• [Tasks]
A – Translate this sentence from the solar storm article into Spanish: "The sun constantly bombards Earth with wispy belches of plasma called solar wind."
B – Carry on writing the solar storm article, starting after its final sentence.

• [Document section]

---*---

On June 20, 2013, at 11:15 p.m. EDT, the sun shot out a solar flare (left side), which was followed by an eruption of solar material shooting through the sun's atmosphere.
On June 20, 2013, at 11:15 p.m. EDT, the sun shot out a solar flare (left side), which was followed by an eruption of solar material shooting through the sun's atmosphere.
(Image: © NASA Goddard)

The sun constantly bombards Earth with wispy belches of plasma called solar wind. Normally, the planet's magnetic shield soaks up the brunt of these electric particles, producing stunning auroras as they surge toward Earth's magnetic poles. But every so often, there comes a solar sneeze powerful enough to body-slam our atmosphere. 

These severe space weather events — known as solar storms — compress Earth's magnetic shield, releasing enough power to blind satellites, disrupt radio signals and plunge entire cities into electrical blackouts. According to a study published Jan. 22 in the journal Geophysical Research Letters, they may be much more common than previously thought.

In the new study, researchers analyzed a catalog of Earth's magnetic field changes going back to 1868; years that showed the strongest spikes in geomagnetic activity coincided with the most severe solar storms. They found that severe storms (those capable of disrupting some satellites and communications systems) occurred in 42 of the last 150 years, while the most extreme storms — "great" superstorms, which cause significant damage and disruption — occurred in six of those years, or once every 25 years.

Related: How a 1967 solar storm nearly led to nuclear war

"Our research shows that a super-storm can happen more often than we thought," study co-author Richard Horne, a space weather researcher at the British Antarctic Survey, said in a statement. "Don't be misled by the stats. It can happen any time. We simply don't know when."

Attack of the sun

For the new study, the researchers consulted the world's oldest continuous geomagnetic index, known as the aa index. 

Since 1868, the index has recorded changes in Earth's magnetic field as observed by two research stations on opposite sides of the planet, one in Australia and the other in the U.K. Every 3 hours, ground-based sensors at each station record local changes in magnetic field activity; after combining the daily averages from each station, scientists get a general picture of magnetic field activity across the entire planet.

Because the study authors were concerned only with the most extreme solar events over the last 150 years, they focused on the top 5% of geomagnetic spikes recorded each year. With this data, the authors ranked the top 10 years with the most severe geomagnetic activity from 1868 to present day. Those years, from most to least active, were 1921, 1938, 2003, 1946, 1989, 1882, 1941, 1909, 1960 and 1958.

Unsurprisingly, most of those years were associated with powerful geomagnetic storms.

---*---

• [Extracted records]
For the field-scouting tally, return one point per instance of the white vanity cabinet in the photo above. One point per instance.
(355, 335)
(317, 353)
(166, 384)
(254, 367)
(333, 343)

---*---

• [Results of the tasks]
A – El sol bombardea constantemente la Tierra con tenues eructos de plasma llamados viento solar.

B –
"The earliest ones would have been reported in terms of auroras ('northern lights') at low latitudes, and disruptions to telegraph communications," lead study author Sandra Chapman, an astrophysics professor at the University of Warwick in England, told Live Science in an email. "As aviation and radio came into widespread use, reports centered on disruptions to those."

A geomagnetic storm in May of 1921, for example, caused widespread radio and telegraph outages across the world, resulting in at least one telegraph operator's instrument bursting into flames and setting his office on fire, according to a report published in 2001 in the Journal of Atmospheric and Solar-Terrestrial Physics. The northern and southern auroras (which intensify during solar storms) were also visible at far lower latitudes than usual, with one observatory claiming to detect the southern lights from the island of Samoa, just 13 degrees south of the geomagnetic equator.

More recent solar storms, such as a massive flare that swept over Earth on Halloween 2003, disrupted communications satellites and caused other spacecraft to tumble out of control. In March 1989, a gargantuan solar storm plunged the entire province of Quebec, Canada, into darkness and left millions of people without power for 12 hours.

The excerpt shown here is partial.